> **Your objective**
Send back the listing, word for word.

> **Entries shown**
>>>

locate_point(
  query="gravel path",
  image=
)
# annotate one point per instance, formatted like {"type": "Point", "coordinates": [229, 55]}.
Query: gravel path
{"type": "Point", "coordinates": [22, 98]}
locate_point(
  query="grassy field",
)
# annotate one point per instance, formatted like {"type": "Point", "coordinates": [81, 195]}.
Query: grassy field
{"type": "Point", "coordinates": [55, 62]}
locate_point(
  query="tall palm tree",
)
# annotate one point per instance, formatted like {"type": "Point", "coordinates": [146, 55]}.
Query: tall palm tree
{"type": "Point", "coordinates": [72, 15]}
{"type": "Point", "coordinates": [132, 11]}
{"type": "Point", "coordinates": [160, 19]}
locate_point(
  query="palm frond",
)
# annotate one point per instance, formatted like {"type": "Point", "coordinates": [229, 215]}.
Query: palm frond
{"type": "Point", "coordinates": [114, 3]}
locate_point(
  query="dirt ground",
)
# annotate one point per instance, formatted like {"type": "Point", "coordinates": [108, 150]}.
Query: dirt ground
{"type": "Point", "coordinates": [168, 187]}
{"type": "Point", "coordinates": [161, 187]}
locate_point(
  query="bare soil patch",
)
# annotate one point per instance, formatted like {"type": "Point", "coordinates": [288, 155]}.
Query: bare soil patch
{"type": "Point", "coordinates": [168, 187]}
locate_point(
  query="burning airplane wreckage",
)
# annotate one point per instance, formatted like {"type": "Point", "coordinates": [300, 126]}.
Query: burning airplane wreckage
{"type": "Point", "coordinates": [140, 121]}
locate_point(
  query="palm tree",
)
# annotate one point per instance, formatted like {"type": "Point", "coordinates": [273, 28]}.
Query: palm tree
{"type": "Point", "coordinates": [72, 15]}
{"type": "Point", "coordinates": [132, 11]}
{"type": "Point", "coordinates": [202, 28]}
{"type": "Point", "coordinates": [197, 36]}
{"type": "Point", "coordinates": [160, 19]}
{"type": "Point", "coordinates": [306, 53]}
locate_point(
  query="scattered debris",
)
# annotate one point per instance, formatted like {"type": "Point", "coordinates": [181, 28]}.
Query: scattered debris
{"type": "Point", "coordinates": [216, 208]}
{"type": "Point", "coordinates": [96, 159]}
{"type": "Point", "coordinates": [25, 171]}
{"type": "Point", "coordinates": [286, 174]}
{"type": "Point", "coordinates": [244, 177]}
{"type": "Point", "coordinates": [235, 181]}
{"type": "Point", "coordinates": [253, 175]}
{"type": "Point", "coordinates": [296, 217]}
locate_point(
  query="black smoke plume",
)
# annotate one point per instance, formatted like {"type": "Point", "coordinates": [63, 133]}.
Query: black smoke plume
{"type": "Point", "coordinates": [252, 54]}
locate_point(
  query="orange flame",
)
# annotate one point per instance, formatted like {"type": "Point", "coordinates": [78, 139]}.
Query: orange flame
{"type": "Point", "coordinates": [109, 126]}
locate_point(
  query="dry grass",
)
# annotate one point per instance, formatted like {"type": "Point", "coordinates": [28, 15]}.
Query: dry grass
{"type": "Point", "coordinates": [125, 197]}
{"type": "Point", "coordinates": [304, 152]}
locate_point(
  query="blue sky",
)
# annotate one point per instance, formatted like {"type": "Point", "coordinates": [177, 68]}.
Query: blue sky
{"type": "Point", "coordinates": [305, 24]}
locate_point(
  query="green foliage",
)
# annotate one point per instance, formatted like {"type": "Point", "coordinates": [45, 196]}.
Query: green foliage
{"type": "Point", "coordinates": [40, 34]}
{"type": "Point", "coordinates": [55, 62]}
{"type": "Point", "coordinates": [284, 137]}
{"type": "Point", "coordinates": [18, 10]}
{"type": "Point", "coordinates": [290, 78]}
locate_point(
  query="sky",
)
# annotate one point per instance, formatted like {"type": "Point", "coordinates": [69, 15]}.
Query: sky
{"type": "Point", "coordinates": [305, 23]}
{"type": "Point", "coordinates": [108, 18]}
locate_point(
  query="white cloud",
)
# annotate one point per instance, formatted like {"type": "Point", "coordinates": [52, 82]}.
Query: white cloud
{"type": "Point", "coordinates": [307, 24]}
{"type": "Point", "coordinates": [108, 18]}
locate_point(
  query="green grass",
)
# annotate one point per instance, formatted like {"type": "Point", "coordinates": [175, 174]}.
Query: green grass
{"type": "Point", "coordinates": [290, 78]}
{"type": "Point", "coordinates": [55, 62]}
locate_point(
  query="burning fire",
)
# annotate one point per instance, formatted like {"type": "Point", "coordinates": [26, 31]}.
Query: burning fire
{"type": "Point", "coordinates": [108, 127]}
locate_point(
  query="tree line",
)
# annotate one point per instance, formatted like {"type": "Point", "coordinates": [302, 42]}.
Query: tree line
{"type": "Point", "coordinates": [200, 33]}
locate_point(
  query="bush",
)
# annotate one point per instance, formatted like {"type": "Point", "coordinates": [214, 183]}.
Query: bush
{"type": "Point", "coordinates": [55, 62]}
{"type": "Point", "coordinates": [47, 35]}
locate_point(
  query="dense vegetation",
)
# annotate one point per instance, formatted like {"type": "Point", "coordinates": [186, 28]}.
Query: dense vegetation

<<<

> **Written reply**
locate_point(
  query="gravel path",
  image=
)
# annotate one point per instance, formatted like {"type": "Point", "coordinates": [229, 55]}.
Query: gravel path
{"type": "Point", "coordinates": [22, 98]}
locate_point(
  query="grassy field",
)
# annotate one point per instance, formatted like {"type": "Point", "coordinates": [81, 195]}.
Query: grassy field
{"type": "Point", "coordinates": [55, 62]}
locate_point(
  query="tall palm tree",
)
# annotate one point per instance, formatted like {"type": "Point", "coordinates": [146, 55]}.
Query: tall palm tree
{"type": "Point", "coordinates": [72, 15]}
{"type": "Point", "coordinates": [132, 11]}
{"type": "Point", "coordinates": [160, 19]}
locate_point(
  query="palm frond",
)
# annotate one point per instance, formatted like {"type": "Point", "coordinates": [229, 215]}.
Query: palm frond
{"type": "Point", "coordinates": [114, 3]}
locate_point(
  query="dirt ground",
)
# annotate one point per instance, formatted like {"type": "Point", "coordinates": [108, 150]}.
Query: dirt ground
{"type": "Point", "coordinates": [168, 187]}
{"type": "Point", "coordinates": [161, 187]}
locate_point(
  query="bare soil patch",
)
# annotate one point per instance, formatted like {"type": "Point", "coordinates": [288, 155]}.
Query: bare soil patch
{"type": "Point", "coordinates": [168, 187]}
locate_point(
  query="burning airplane wreckage",
)
# annotate one point per instance, formatted like {"type": "Point", "coordinates": [300, 126]}.
Query: burning airplane wreckage
{"type": "Point", "coordinates": [140, 121]}
locate_point(
  query="palm tree",
)
# annotate one point per instance, formatted like {"type": "Point", "coordinates": [273, 28]}.
Query: palm tree
{"type": "Point", "coordinates": [72, 15]}
{"type": "Point", "coordinates": [132, 11]}
{"type": "Point", "coordinates": [202, 28]}
{"type": "Point", "coordinates": [197, 36]}
{"type": "Point", "coordinates": [160, 19]}
{"type": "Point", "coordinates": [306, 53]}
locate_point(
  query="scattered debris",
)
# annotate one point per instance, formatted like {"type": "Point", "coordinates": [181, 28]}.
Query: scattered debris
{"type": "Point", "coordinates": [216, 208]}
{"type": "Point", "coordinates": [96, 159]}
{"type": "Point", "coordinates": [25, 171]}
{"type": "Point", "coordinates": [286, 174]}
{"type": "Point", "coordinates": [244, 177]}
{"type": "Point", "coordinates": [235, 181]}
{"type": "Point", "coordinates": [253, 175]}
{"type": "Point", "coordinates": [296, 217]}
locate_point(
  query="black smoke plume",
)
# annotate one point per instance, formatted like {"type": "Point", "coordinates": [63, 133]}.
Query: black smoke plume
{"type": "Point", "coordinates": [252, 54]}
locate_point(
  query="orange flame",
)
# annotate one point per instance, formatted like {"type": "Point", "coordinates": [78, 139]}.
Query: orange flame
{"type": "Point", "coordinates": [109, 126]}
locate_point(
  query="dry grass",
)
# annotate one point per instance, formatted like {"type": "Point", "coordinates": [28, 15]}.
Query: dry grass
{"type": "Point", "coordinates": [125, 197]}
{"type": "Point", "coordinates": [304, 152]}
locate_point(
  query="blue sky",
)
# annotate one point per instance, formatted like {"type": "Point", "coordinates": [177, 68]}.
Query: blue sky
{"type": "Point", "coordinates": [305, 24]}
locate_point(
  query="green foliage",
)
# annotate one point per instance, formatted like {"type": "Point", "coordinates": [45, 196]}.
Query: green foliage
{"type": "Point", "coordinates": [40, 34]}
{"type": "Point", "coordinates": [55, 62]}
{"type": "Point", "coordinates": [284, 137]}
{"type": "Point", "coordinates": [18, 10]}
{"type": "Point", "coordinates": [290, 78]}
locate_point(
  query="sky",
)
# annotate one point per instance, formatted like {"type": "Point", "coordinates": [69, 15]}.
Query: sky
{"type": "Point", "coordinates": [305, 23]}
{"type": "Point", "coordinates": [108, 18]}
locate_point(
  query="white cloud",
)
# annotate one point per instance, formatted like {"type": "Point", "coordinates": [52, 82]}.
Query: white cloud
{"type": "Point", "coordinates": [307, 24]}
{"type": "Point", "coordinates": [108, 18]}
locate_point(
  query="green grass",
)
# annotate one point per instance, formatted like {"type": "Point", "coordinates": [175, 174]}.
Query: green grass
{"type": "Point", "coordinates": [290, 78]}
{"type": "Point", "coordinates": [55, 62]}
locate_point(
  query="burning fire",
)
# annotate one point per instance, formatted like {"type": "Point", "coordinates": [26, 31]}.
Query: burning fire
{"type": "Point", "coordinates": [108, 127]}
locate_point(
  query="tree line",
)
# annotate one point per instance, formatted like {"type": "Point", "coordinates": [302, 42]}.
Query: tree line
{"type": "Point", "coordinates": [200, 33]}
locate_point(
  query="bush",
)
# annotate one point per instance, formatted like {"type": "Point", "coordinates": [214, 183]}.
Query: bush
{"type": "Point", "coordinates": [55, 62]}
{"type": "Point", "coordinates": [47, 35]}
locate_point(
  query="dense vegetation",
)
# annotate one point per instance, formatted like {"type": "Point", "coordinates": [186, 28]}.
Query: dense vegetation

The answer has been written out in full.